◆ **To do**:
Copy every one of the entries below word for word, keeping each on its own line.

◆ **Recorded information**:
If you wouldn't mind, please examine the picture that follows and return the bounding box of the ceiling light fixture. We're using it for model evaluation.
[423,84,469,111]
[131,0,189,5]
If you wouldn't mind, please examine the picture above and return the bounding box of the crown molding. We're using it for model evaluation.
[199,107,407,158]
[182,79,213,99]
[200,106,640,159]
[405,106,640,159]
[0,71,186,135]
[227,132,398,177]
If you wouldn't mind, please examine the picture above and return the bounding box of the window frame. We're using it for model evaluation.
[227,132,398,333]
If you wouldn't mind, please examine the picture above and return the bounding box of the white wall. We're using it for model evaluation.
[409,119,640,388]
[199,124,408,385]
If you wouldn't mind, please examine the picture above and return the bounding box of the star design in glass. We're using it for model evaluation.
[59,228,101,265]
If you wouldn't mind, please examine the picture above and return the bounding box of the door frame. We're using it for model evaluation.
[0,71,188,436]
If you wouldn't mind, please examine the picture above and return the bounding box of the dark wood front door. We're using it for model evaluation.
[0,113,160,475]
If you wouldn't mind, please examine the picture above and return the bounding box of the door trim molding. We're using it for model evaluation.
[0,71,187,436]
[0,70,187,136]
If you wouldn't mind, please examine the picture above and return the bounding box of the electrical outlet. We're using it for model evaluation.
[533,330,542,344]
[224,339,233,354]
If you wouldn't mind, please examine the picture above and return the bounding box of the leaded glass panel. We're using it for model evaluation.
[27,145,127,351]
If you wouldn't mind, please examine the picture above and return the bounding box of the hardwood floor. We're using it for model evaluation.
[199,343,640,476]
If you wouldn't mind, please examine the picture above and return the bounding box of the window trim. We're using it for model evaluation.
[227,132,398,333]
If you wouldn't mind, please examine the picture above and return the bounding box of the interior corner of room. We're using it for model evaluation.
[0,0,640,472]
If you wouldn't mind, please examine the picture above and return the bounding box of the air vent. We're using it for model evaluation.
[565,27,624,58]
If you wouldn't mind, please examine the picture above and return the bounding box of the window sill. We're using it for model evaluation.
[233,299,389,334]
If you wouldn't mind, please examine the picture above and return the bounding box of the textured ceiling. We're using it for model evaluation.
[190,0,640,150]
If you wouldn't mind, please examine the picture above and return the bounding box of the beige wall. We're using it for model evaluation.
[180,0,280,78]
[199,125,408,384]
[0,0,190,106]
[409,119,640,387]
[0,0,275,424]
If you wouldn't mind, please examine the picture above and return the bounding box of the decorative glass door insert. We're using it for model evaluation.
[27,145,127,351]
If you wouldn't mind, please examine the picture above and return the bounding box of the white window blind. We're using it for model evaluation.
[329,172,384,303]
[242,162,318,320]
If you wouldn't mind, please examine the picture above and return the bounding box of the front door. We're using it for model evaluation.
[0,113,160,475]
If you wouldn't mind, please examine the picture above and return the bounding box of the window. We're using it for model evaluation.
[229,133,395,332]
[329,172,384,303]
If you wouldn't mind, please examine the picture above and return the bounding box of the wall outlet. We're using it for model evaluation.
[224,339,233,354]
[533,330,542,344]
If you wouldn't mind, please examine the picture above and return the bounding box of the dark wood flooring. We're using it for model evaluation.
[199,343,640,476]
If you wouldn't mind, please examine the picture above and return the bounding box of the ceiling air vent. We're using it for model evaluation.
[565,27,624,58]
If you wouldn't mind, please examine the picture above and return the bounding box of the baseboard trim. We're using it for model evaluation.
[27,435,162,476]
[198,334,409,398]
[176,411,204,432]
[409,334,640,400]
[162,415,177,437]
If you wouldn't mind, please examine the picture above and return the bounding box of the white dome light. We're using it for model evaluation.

◆ **Solution to this problem**:
If you wouldn't mind, please examine the picture that follows and return the bounding box of the ceiling light fixture. We're using it for model evaluation.
[423,84,469,111]
[131,0,189,5]
If you wouldn't mind, please examine the picture above and return the bounding box of the crown molding. We're using it for model evaluation.
[199,107,407,158]
[182,79,213,99]
[200,106,640,159]
[405,106,640,159]
[0,71,186,135]
[227,132,398,177]
If you wouldn't mind, please examine the picture above and return the bounding box of the window frame. We're using it for model evaluation.
[227,132,398,333]
If you wouldn't mind, please examine the picture above and return the bounding box of the white wall. We're using it for model evaluation.
[409,119,640,388]
[199,124,408,385]
If you wouldn't mind, please examine the picture above and return the bounding box of the star design in glass. We're using it for model evaluation.
[59,228,101,265]
If you wouldn't mind, please examine the picture above and return the bounding box of the door frame. We're using it for model evaluation.
[0,71,188,436]
If you wouldn't mind, please examine the picture above and return the bounding box of the dark wood front door. We're using it for model evaluation.
[0,113,160,475]
If you wouldn't mind, please examine the picture above and return the bounding box of the door trim molding. We're using it for model evaluation.
[0,71,187,436]
[0,70,187,136]
If you wouldn't mind, please examine the picture above and return the bounding box of the electrical outlet. We're using it for model evaluation.
[533,330,542,344]
[224,339,233,354]
If you wouldn't mind, please examine the picture above and return the bounding box of the leaded glass panel. We're using it for model evaluation.
[27,145,127,351]
If you wouldn't mind, please examine the picture above and return the bounding box of the hardwood floor. We're using it for model evaluation.
[199,343,640,476]
If you wouldn't mind, please examine the picture above and return the bounding box of the window trim. We're using it for model evaluation.
[227,132,398,333]
If you wouldn't mind, please examine the picture above and return the bounding box of the interior corner of room. We're using it for model evaluation.
[0,0,640,472]
If you wouldn't mind, please examine the picture above and return the bounding box of the air vent. We're using it for model evaluation.
[565,27,624,58]
If you wouldn't mind, please examine the picture above and return the bounding box of the window sill. We're using it for model evaluation.
[233,299,389,334]
If you wouldn't mind, please examine the picture above and return the bounding box of the textured ceiling. We're using it for model evaluation.
[190,0,640,150]
If you wouldn't mind, please examine the picture above and return the bounding box of the beige wall. We're using it for model evaluation.
[180,0,280,78]
[199,125,408,384]
[0,0,190,106]
[409,119,640,387]
[0,0,275,424]
If you wouldn't mind, please examine the picture above and return the bounding box of the decorative glass door insert. We're using it for model evaluation.
[27,145,127,351]
If you wouldn't mind, please examine the picture above and return the bounding box of the white window blind. We're using it for model evaluation.
[329,172,384,303]
[242,162,318,320]
If you wouldn't mind, please examine the picture above and return the bounding box of the front door. We're using it for model evaluation.
[0,113,160,475]
If you wouldn't mind, please examine the picture above and return the bounding box of the window. We're using it for model evaluation.
[229,133,395,332]
[329,172,384,303]
If you wouldn't mind, please examine the picture above and return the bounding box of the wall outlet. We're using it for model evaluation.
[224,339,233,354]
[533,330,542,344]
If you wouldn't mind, please examine the picture above and return the bounding box of the dark wood flooring. We're using it for model evaluation.
[199,343,640,476]
If you wouldn't mind, please examine the picture above and return the bounding box of the ceiling air vent. We're using it for model evaluation.
[565,27,624,58]
If you wouldn't mind, please examine the picture above and return the bounding box of the baseboard trim. We're using it for model evaluation.
[27,435,162,476]
[198,334,409,398]
[176,411,204,432]
[409,334,640,400]
[162,415,177,437]
If you wouldn't mind, please examine the picture above and return the bounding box of the white dome light. We're using it for model evaluation.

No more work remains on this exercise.